Extracted records

•••

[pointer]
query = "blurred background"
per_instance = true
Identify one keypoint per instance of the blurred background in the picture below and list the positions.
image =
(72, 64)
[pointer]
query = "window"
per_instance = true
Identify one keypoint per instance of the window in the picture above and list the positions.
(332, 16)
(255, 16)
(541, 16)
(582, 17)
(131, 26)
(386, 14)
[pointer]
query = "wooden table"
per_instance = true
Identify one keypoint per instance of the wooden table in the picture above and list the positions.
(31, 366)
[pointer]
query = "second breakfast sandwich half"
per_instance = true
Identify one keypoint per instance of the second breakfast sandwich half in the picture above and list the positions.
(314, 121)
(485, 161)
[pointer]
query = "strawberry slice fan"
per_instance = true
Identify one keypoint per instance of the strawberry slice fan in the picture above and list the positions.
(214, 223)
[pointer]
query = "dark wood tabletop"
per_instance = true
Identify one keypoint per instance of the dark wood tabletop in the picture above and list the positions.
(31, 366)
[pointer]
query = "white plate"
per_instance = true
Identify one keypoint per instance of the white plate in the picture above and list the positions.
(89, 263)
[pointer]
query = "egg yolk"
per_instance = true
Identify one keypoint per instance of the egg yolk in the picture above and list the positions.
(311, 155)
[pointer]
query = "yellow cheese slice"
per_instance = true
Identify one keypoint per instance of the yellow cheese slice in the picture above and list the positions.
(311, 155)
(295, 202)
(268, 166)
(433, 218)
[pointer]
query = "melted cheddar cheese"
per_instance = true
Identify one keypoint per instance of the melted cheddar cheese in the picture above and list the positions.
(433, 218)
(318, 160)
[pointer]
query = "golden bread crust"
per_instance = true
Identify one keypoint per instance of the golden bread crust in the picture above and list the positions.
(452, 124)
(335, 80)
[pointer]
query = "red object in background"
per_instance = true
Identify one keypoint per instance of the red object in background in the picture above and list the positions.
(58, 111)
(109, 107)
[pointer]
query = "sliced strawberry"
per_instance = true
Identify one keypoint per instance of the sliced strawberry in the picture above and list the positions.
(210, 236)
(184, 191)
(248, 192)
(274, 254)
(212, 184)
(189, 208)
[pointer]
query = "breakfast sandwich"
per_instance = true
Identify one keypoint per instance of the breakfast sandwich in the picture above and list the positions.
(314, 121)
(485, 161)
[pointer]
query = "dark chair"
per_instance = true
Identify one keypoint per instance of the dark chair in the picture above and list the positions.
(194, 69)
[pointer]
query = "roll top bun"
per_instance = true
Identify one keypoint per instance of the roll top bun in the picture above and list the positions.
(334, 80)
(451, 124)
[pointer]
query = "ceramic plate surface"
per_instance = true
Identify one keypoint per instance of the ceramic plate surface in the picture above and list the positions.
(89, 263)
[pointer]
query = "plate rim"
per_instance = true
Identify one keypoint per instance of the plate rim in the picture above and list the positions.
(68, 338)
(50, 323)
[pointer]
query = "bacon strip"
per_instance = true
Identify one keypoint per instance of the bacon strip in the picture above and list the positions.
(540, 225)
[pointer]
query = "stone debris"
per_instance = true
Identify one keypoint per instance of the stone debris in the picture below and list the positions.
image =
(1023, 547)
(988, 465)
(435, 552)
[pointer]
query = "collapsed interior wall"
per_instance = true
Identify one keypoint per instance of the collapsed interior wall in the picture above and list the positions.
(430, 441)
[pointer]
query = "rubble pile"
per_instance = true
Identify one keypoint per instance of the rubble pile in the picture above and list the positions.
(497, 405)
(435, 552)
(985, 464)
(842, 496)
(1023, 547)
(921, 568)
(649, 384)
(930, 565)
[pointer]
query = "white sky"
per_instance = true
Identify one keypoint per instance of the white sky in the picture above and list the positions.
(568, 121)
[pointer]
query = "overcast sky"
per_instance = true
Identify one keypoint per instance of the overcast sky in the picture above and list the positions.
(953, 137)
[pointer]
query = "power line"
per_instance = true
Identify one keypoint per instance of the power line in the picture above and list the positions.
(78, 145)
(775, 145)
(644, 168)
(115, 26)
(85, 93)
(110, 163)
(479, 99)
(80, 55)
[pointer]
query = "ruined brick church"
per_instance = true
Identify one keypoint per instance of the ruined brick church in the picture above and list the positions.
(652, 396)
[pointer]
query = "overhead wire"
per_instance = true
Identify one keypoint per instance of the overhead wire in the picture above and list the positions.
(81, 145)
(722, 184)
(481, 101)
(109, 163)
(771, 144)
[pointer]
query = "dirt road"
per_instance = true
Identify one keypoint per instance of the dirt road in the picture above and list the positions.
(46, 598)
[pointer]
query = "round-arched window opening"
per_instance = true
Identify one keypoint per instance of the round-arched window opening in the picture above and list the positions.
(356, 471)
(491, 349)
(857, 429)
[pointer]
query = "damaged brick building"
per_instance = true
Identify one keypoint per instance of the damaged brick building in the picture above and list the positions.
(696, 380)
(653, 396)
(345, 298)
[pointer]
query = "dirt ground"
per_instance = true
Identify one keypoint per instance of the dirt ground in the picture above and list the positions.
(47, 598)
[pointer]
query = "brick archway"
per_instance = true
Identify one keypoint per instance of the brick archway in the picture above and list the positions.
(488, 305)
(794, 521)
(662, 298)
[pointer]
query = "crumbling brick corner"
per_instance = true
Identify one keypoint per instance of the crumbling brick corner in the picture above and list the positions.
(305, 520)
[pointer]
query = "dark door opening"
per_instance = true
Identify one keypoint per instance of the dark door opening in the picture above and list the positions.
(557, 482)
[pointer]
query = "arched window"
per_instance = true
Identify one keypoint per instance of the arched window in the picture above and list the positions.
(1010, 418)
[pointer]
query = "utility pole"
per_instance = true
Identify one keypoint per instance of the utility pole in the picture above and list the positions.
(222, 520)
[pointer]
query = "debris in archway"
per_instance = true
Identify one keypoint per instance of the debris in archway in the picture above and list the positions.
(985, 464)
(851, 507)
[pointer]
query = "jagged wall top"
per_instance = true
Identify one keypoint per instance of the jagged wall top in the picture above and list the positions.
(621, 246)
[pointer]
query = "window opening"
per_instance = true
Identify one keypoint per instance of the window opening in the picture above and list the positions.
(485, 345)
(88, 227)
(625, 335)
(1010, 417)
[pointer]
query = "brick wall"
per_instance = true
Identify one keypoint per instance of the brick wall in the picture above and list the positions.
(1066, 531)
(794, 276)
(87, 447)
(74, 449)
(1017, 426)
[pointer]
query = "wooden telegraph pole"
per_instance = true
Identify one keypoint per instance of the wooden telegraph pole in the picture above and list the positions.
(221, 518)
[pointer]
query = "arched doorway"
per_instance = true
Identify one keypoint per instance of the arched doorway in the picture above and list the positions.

•••

Extract every line of the entries above that contains the string "telegraph". Case counts, so match capital and lowercase letters exactly.

query = "wooden telegraph pole"
Identify one keypoint per instance of the wooden telegraph pole in the picture above and list the positions.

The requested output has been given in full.